— START OF Supplied records —
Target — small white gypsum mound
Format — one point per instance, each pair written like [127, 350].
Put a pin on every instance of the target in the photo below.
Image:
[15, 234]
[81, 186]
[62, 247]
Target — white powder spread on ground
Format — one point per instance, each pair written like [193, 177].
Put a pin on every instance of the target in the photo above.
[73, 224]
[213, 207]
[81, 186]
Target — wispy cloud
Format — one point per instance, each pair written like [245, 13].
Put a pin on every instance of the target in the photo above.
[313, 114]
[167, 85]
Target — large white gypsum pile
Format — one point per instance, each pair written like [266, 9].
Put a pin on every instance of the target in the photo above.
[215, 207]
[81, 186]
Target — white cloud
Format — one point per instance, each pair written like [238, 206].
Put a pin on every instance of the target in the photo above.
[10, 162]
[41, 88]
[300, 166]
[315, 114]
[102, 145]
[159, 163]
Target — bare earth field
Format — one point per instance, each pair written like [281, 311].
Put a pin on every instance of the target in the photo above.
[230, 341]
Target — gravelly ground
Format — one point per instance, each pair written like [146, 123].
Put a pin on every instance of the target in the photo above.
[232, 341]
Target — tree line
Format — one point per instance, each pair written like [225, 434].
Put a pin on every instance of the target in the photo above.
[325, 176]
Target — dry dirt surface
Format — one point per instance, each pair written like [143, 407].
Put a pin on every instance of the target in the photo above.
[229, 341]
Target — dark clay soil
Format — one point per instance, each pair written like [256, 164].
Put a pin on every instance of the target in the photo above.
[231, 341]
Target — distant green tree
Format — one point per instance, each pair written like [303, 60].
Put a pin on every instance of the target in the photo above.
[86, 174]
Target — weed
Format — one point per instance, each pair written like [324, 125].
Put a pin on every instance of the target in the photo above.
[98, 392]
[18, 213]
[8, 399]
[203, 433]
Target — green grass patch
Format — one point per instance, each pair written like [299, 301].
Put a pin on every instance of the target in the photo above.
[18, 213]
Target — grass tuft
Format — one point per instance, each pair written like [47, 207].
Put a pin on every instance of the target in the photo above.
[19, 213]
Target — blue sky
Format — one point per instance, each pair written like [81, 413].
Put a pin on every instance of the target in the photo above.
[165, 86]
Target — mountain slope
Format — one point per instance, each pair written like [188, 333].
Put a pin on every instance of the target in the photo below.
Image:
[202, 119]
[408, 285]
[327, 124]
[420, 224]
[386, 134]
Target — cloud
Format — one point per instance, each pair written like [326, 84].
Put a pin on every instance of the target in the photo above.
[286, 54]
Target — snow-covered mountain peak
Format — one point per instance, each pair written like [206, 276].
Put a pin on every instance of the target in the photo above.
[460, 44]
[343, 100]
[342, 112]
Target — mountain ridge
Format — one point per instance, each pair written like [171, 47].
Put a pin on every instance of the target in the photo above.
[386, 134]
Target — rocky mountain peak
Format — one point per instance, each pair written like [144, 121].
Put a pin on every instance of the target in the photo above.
— END OF Supplied records —
Exercise prompt:
Lay out every line of the records above as a numbered list, skipping any blank lines.

Task output:
1. Target — small white gypsum mound
2. Format — one point per instance, each pair written like [127, 350].
3. Put a pin on every instance of the target in the photo below.
4. Image:
5. [15, 234]
6. [81, 186]
7. [62, 247]
8. Target — white powder spread on ground
9. Format — one point per instance, each pair written like [193, 177].
10. Put a pin on every instance of the target in the photo above.
11. [73, 224]
12. [213, 207]
13. [81, 186]
14. Target — wispy cloud
15. Format — one point per instance, each pair written like [245, 13].
16. Put a pin on every instance of the target in the photo above.
17. [313, 114]
18. [167, 85]
19. Target — large white gypsum pile
20. Format — one point per instance, each pair written like [266, 9].
21. Put a pin on every instance of the target in the photo above.
22. [215, 207]
23. [81, 186]
24. Target — white cloud
25. Format — one point per instance, each pair written like [238, 206].
26. Put a pin on every instance of the target in the photo above.
27. [10, 162]
28. [41, 88]
29. [300, 166]
30. [315, 114]
31. [102, 145]
32. [159, 163]
33. Target — bare earth field
34. Format — one point per instance, each pair written like [281, 311].
35. Put a pin on every instance of the target in the photo above.
36. [230, 341]
37. Target — gravelly ground
38. Format — one point per instance, each pair written like [146, 123].
39. Put a pin on every instance of the target in the photo above.
40. [232, 341]
41. Target — tree line
42. Format — one point per instance, each pair written like [225, 434].
43. Put a pin on every instance of the target in the photo above.
44. [325, 176]
45. Target — dry dirt surface
46. Format — one point per instance, each pair written like [143, 407].
47. Put a pin on every instance of the target in the photo above.
48. [229, 341]
49. Target — dark clay soil
50. Format — one point per instance, each pair written like [256, 164].
51. Put a pin on every instance of the target in the photo above.
52. [231, 341]
53. Target — distant green tree
54. Format — one point per instance, each pair written like [303, 60].
55. Put a pin on every instance of the target in the photo above.
56. [86, 174]
57. Target — weed
58. Format — one point per instance, each pair written like [324, 125].
59. Put a pin on every instance of the target in the photo above.
60. [98, 392]
61. [18, 213]
62. [8, 399]
63. [203, 433]
64. Target — green grass patch
65. Format — one point per instance, each pair written like [299, 301].
66. Put a pin on every instance of the target in the photo above.
67. [18, 213]
68. Target — grass tuft
69. Format — one point per instance, each pair written like [47, 207].
70. Put a pin on every instance of the target in the photo above.
71. [19, 213]
72. Target — blue sky
73. Format — one point per instance, each pair written like [81, 413].
74. Put a pin on every instance of the target in the photo above.
75. [165, 86]
76. Target — mountain slope
77. Format — one point per instance, each pair written like [188, 333].
78. Put a pin on every instance of the target in the photo below.
79. Image:
80. [202, 119]
81. [408, 285]
82. [327, 124]
83. [420, 224]
84. [386, 134]
85. Target — cloud
86. Format — one point per instance, each pair written like [326, 84].
87. Put a pin on every instance of the target in the photo above.
88. [286, 54]
89. Target — snow-covered mountain peak
90. Format — one point per instance, each pair written like [206, 276].
91. Put a pin on every instance of the target in the photo above.
92. [460, 44]
93. [343, 100]
94. [342, 112]
95. Target — mountain ridge
96. Format — one point per instance, each pair written like [171, 47].
97. Put a pin on every instance of the target in the photo above.
98. [386, 134]
99. Target — rocky mountain peak
100. Format — one point per instance, each pair written like [144, 121].
101. Put a pin on every instance of the target in the photo above.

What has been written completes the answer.